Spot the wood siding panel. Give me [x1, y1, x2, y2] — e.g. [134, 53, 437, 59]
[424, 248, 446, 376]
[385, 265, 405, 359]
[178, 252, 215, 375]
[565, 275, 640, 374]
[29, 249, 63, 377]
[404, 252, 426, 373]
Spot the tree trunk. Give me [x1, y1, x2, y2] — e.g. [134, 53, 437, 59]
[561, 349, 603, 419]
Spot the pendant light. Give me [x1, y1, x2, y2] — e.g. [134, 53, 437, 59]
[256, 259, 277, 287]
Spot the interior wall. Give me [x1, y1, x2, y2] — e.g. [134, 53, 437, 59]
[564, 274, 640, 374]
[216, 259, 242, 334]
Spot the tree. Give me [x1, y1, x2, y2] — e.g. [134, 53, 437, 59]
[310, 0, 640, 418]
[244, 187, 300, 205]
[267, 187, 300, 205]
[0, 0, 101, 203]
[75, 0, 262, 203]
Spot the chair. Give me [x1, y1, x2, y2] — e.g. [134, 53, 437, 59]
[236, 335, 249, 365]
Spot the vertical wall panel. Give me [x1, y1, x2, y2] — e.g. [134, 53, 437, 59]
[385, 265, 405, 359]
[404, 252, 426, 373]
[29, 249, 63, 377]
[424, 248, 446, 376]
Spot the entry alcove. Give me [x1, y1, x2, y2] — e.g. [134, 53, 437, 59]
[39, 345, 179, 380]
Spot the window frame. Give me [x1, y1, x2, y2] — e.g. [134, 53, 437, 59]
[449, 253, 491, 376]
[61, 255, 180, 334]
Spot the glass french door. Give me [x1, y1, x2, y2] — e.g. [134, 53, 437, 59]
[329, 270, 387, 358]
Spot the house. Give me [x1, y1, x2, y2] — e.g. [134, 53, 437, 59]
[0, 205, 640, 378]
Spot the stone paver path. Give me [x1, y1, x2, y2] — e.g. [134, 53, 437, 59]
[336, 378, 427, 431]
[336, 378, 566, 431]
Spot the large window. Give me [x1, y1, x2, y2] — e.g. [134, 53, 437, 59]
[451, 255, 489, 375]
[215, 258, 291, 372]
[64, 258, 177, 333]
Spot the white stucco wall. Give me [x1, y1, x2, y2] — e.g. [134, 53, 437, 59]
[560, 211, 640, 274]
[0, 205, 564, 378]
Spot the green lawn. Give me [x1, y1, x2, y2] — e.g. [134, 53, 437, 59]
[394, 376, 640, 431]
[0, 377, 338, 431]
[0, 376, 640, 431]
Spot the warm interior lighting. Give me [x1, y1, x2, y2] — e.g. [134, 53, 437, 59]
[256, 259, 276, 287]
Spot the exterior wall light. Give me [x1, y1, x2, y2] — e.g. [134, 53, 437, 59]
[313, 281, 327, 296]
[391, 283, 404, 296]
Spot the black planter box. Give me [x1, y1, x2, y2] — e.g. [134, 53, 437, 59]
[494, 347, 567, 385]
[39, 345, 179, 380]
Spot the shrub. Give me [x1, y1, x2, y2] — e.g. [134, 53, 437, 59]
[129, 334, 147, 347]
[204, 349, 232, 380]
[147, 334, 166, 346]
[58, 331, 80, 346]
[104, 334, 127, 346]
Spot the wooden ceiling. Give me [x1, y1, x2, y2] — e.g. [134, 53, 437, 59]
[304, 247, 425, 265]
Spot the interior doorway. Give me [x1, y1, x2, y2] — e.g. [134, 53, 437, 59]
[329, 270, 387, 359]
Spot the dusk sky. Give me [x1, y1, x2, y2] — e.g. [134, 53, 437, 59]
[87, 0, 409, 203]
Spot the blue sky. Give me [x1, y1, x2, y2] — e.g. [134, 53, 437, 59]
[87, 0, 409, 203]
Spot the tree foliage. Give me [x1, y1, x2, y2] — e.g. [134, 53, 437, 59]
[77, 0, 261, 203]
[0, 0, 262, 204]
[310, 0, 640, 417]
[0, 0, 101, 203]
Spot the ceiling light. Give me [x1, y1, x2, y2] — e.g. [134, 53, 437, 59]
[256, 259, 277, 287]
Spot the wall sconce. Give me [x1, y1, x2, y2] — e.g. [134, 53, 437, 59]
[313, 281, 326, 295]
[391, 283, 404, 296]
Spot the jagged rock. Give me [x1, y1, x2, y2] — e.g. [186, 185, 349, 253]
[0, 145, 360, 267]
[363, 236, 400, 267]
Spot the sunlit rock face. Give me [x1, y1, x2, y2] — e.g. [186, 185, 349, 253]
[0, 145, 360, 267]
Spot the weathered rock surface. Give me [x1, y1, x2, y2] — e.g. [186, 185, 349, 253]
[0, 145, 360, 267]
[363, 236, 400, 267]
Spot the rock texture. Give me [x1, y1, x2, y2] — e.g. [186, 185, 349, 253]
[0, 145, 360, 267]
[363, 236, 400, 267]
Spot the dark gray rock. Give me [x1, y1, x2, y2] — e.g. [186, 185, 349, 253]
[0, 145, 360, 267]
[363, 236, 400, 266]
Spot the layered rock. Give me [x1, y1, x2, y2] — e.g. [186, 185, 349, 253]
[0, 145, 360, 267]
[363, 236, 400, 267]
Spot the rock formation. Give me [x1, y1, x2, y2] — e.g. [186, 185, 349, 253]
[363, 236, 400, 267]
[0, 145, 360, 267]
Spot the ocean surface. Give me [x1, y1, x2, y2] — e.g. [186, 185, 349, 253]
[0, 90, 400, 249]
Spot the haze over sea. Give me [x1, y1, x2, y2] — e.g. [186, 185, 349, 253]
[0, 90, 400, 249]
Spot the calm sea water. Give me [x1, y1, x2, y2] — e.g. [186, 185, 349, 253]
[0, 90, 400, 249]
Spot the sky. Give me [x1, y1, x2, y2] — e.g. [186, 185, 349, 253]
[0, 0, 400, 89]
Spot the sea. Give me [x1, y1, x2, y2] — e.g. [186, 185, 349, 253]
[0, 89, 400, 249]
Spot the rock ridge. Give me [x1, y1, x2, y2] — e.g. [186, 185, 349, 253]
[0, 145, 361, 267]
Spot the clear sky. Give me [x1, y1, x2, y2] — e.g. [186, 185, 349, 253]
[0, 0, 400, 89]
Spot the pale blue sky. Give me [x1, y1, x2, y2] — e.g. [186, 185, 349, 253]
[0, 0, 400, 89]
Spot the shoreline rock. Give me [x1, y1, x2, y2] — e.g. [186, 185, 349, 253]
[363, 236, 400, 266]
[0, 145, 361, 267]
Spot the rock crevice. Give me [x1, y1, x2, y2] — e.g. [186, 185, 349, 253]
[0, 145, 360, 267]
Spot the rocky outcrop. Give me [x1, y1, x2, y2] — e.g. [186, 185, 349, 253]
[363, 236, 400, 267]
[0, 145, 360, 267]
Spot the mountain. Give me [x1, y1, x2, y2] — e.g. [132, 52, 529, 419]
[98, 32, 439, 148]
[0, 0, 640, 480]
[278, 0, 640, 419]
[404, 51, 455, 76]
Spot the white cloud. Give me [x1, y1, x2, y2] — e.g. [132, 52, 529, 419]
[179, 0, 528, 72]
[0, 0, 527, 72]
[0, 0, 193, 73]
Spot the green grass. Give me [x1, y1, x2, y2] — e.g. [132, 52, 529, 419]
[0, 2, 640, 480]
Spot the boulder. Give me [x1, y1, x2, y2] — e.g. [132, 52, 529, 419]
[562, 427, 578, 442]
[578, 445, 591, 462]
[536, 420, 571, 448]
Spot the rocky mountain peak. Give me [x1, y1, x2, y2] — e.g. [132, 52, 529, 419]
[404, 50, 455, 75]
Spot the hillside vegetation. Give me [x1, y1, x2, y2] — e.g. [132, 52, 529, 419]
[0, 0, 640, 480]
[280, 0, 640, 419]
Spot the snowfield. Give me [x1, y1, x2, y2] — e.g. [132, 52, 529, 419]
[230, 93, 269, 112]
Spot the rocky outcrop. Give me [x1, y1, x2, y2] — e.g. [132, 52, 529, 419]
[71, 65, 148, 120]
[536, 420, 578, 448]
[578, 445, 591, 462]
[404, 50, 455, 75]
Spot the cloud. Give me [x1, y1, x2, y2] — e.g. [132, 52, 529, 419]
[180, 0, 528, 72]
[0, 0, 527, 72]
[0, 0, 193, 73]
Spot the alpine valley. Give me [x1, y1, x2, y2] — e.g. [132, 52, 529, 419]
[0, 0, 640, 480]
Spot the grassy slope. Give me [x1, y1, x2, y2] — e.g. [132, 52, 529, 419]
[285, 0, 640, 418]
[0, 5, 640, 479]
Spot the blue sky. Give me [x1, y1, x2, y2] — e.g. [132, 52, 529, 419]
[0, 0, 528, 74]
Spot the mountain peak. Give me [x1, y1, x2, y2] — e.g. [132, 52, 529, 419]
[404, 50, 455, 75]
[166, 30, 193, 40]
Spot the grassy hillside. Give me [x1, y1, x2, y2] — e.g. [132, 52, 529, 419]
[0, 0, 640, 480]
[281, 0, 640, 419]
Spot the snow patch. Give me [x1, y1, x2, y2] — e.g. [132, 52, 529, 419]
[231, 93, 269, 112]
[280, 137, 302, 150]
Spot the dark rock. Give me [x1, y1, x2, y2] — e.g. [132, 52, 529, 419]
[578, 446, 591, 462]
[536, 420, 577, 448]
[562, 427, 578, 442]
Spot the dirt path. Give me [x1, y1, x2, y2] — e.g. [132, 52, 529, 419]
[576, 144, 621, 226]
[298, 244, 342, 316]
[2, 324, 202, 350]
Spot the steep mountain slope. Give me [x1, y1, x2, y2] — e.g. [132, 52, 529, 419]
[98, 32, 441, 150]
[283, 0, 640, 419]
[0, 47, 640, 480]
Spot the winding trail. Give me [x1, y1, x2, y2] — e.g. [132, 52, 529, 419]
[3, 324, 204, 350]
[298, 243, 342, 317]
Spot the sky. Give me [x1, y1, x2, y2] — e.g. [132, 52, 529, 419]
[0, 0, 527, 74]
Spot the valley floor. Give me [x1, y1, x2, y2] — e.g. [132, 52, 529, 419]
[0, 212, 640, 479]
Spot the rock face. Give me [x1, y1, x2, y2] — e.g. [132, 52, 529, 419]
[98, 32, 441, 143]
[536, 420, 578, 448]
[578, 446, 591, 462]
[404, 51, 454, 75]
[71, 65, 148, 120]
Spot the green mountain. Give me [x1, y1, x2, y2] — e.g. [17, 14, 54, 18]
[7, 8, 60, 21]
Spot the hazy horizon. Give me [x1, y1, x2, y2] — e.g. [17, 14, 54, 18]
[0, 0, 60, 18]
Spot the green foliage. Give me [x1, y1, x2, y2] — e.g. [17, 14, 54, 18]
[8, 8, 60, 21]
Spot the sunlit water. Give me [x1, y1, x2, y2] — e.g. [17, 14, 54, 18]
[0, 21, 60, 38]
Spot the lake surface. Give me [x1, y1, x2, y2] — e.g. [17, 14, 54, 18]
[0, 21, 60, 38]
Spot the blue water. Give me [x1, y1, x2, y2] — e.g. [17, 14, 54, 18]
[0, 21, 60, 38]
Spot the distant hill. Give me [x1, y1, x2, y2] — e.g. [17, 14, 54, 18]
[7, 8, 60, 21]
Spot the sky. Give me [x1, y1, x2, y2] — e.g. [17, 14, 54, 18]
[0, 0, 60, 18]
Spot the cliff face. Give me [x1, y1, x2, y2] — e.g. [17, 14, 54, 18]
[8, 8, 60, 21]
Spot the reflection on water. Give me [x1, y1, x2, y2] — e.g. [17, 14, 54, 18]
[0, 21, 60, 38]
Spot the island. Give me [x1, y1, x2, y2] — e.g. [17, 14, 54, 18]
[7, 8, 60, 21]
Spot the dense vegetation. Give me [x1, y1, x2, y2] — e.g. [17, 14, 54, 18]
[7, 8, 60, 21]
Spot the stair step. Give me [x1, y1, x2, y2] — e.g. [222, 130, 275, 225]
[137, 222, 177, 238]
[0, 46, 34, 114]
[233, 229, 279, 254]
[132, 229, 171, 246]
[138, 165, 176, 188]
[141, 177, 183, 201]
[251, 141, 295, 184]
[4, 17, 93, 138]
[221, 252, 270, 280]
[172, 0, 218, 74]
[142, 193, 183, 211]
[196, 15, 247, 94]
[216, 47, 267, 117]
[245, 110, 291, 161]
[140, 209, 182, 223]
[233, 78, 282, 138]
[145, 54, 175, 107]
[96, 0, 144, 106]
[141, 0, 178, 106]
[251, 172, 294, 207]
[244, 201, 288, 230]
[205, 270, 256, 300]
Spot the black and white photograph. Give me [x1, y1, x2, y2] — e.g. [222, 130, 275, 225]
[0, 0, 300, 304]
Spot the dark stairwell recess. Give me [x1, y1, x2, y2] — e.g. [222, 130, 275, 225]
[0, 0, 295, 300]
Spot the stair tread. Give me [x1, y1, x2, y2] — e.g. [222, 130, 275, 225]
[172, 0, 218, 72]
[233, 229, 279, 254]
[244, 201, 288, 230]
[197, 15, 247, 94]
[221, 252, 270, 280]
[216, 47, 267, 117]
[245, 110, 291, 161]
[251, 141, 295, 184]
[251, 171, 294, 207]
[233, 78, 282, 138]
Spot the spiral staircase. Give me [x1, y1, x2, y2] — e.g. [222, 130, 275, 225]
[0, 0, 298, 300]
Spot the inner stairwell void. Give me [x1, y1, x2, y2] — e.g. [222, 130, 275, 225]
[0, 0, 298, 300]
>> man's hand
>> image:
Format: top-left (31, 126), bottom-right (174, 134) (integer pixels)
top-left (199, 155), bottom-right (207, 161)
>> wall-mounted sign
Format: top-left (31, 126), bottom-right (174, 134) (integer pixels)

• [TASK OBJECTIVE]: Retype the records word for word, starting with the first line and going on through the line that contains "[561, 349, 603, 419]", including that line.

• [WRITTEN RESPONSE]:
Spot the wood siding panel. Give me [x1, y1, x2, y2] — e.g. [134, 53, 437, 59]
[424, 248, 446, 376]
[385, 265, 405, 359]
[178, 252, 215, 375]
[565, 275, 640, 374]
[29, 249, 63, 377]
[404, 252, 426, 373]
Spot the tree trunk. Give me [x1, y1, x2, y2] — e.g. [134, 53, 437, 59]
[561, 349, 603, 419]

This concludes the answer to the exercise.